— Passage to read —
During the 1950s, Israel was increasingly concerned at the growing number of ex-Nazis hired by Egypt to work on fighter aircraft and rocket missiles. It was clear Nasser intended some devastating strike against his Jewish neighbours. Painstaking detective work by Israeli secret agents all over the world and sympathetic intelligence men in America, France and Germany helped pinpoint the 400 scientists, technicians and engineers involved, and how they were hired. But Israel needed somebody inside Egypt to find out how the work was progressing. It did not take Mossad chiefs long to locate the ideal candidate.
Wolfgang Lotz was the son of a Mannheim theatre impresario and an actress, so playing roles was in his blood. After his father died, his mother emigrated to Palestine in 1933. At 16, Lotz first tasted undercover work with the Haganah, fighting to protect Jewish villagers, and during
World War II he served in the British Army as a Commando, seeing action in the desert battles against Rommel, and picking up Egyptian dialects while stationed in the Suez area. Then he joined the new Israeli army, winning promotion to major after distinguished campaigns in the 1948 war of independence and the 1956 Sinai battles. By I960, he had proved himself ice-cool under pressure. He was fluent in English, Arabic and German. He was also blonde and German-looking. He was just what the Israeli spy masters needed.
Lotz agreed to play the part of a pro-Nasser ex-Nazi who hated Jews. After intensive training in the tricks of the espionage trade – coded messages, invisible ink etc., he was sent back to Germany to perfect his cover. He travelled from city to city, familiarising himself with the latest slang, and the names of sporting and TV stars, for use in small talk. Since he was born in Germany, his life story was based on his real name and birth certificate. It was not too difficult to pretend he had fought with Rommel during the war–he had fought the battles, but on the other side and to hide the fact that he had left Germany in 1933, an 11-year stay in Australia was invented.
Armed with letters of introduction from carefully cultivated new friends met on his return to Germany, Lotz sailed to Egypt as a tourist in January, 1961. Posing as a breeder of top class horses, he asked staff at his Nile-side hotel where he could go riding. They directed him to the Cavalry Club, an exclusive haunt of police and army chiefs. On his first visit, he complimented police general Youssef Ghorab on his horsemanship. Ghorab, delighted with the flattery, invited him to dinner the next night. There he was introduced to other influential guests as ‘Germany’s top horse breeder’. Everyone was enthusiastic when Lotz said he was considering opening a stud farm in Egypt. And within weeks he was on close terms not only with Ghorab, but with Colonel Abdul Rahman, deputy head of Egyptian military intelligence, General Fouad Osman, chief of security for Egypt’s rocket sites, and many of the Germans working on Nasser’s secret projects. He returned to Europe to report to his Mossad masters.
By late 1961, Lotz was back in Egypt, with 17 trunks of luggage and a Volkswagen car. A police colonel escorted him down the gangway from his ship at Alexandria to a typical Arab embrace from General Ghorab. His trunks were waved through customs, and a police escort gave him VIP passage off the crowded quayside. The new German immigrant brought expensive presents for his new friends – stereo record players, tape recorders, coffee makers, food mixers. He also imported something he told no one about – a secret radio transmitter hidden in the heel of one of his riding boots. And, to the delight of the Egyptians, he had acquired a wife.

(Items from a data source)
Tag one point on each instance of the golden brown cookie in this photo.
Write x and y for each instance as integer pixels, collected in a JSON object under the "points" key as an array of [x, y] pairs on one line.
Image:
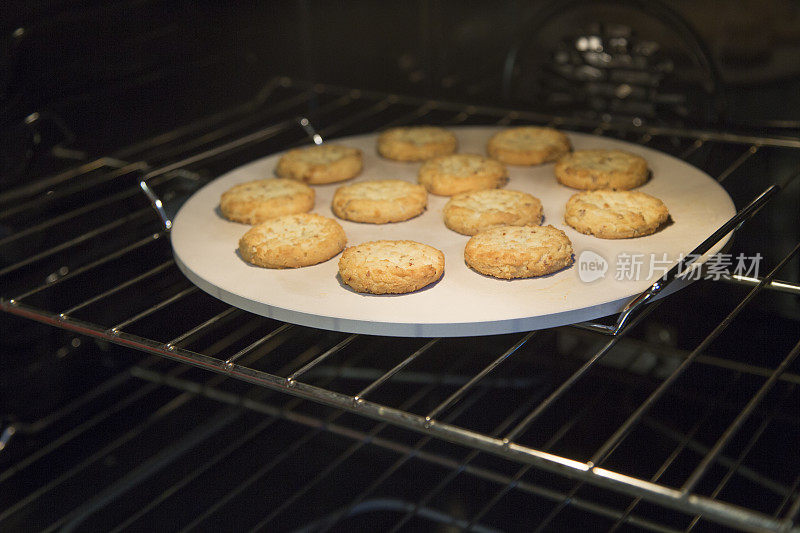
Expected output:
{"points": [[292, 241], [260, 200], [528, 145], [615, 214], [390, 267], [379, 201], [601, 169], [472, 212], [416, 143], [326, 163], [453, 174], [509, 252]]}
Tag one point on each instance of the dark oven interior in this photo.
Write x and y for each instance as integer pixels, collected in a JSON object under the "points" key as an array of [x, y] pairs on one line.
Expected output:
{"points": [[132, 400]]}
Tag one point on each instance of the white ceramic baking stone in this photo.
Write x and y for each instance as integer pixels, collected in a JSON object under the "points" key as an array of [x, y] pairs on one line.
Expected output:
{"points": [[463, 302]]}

— What to work on —
a – List the presents Lotz brought for his new friends in Egypt, according to the passage about Wolfgang Lotz.
b – In the passage about Wolfgang Lotz, where was his secret radio transmitter hidden?
These lines were drawn from a separate source.

— Responses to the exercise —
a – Stereo record players, tape recorders, coffee makers, food mixers

b – In the heel of one of his riding boots.